● **WHAT TO WORK ON**: Exclude the pictures and retype the entries as written.

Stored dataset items
— Start —
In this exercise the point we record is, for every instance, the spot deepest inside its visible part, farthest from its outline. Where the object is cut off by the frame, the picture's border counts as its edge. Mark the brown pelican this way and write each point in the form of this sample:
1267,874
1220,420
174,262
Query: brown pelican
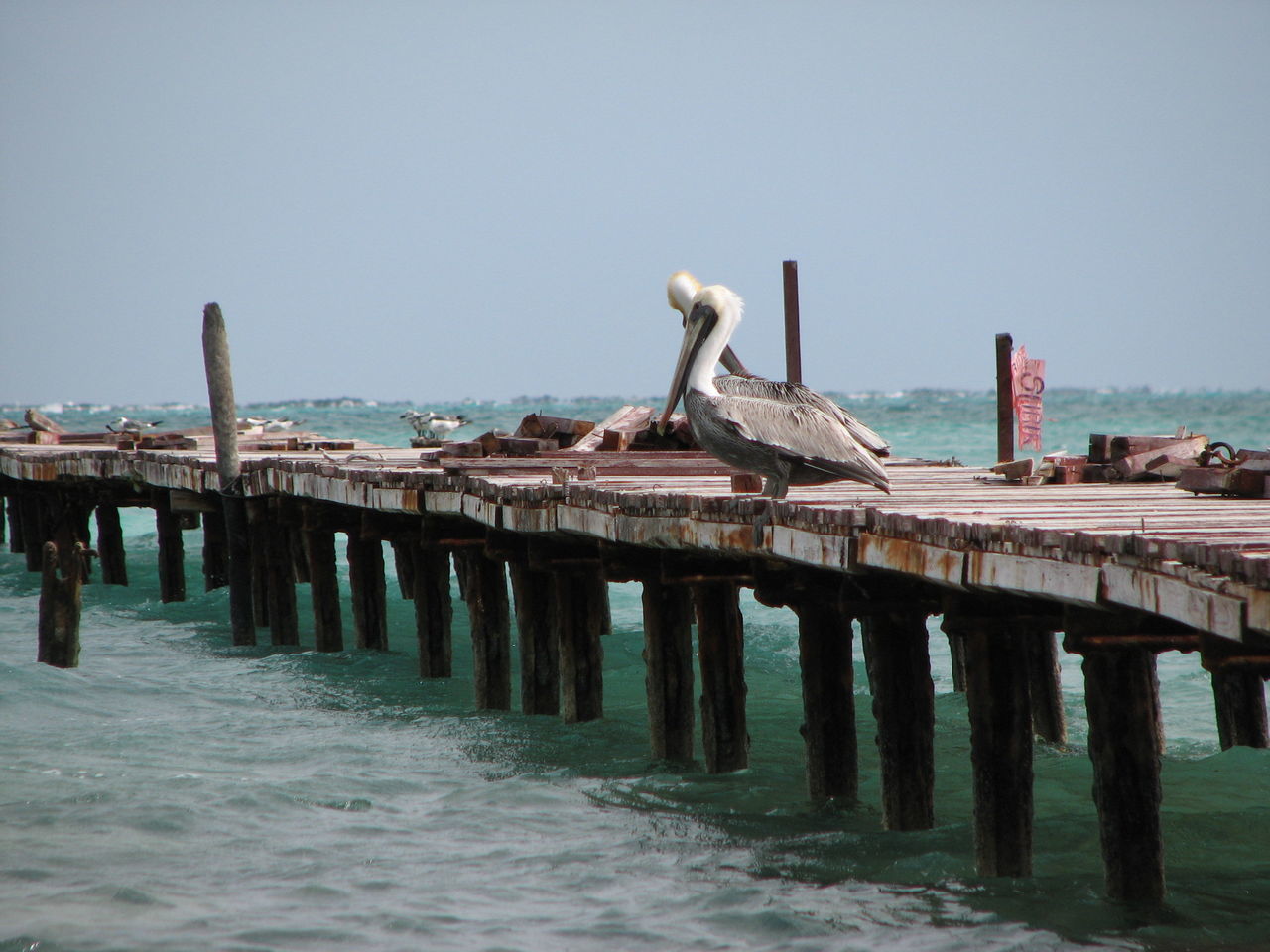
680,291
789,443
— End —
● **REPLY**:
In this exercise the point we record is, for every instance, the spot deepest inside its visible part, farthest from its outline. Where the object is cut off by the frame, the picture's border counts as its edge. Mark the brown pelican this way and write each point in the form of this sample:
1267,874
1220,420
174,262
Query: brown pelican
680,291
789,443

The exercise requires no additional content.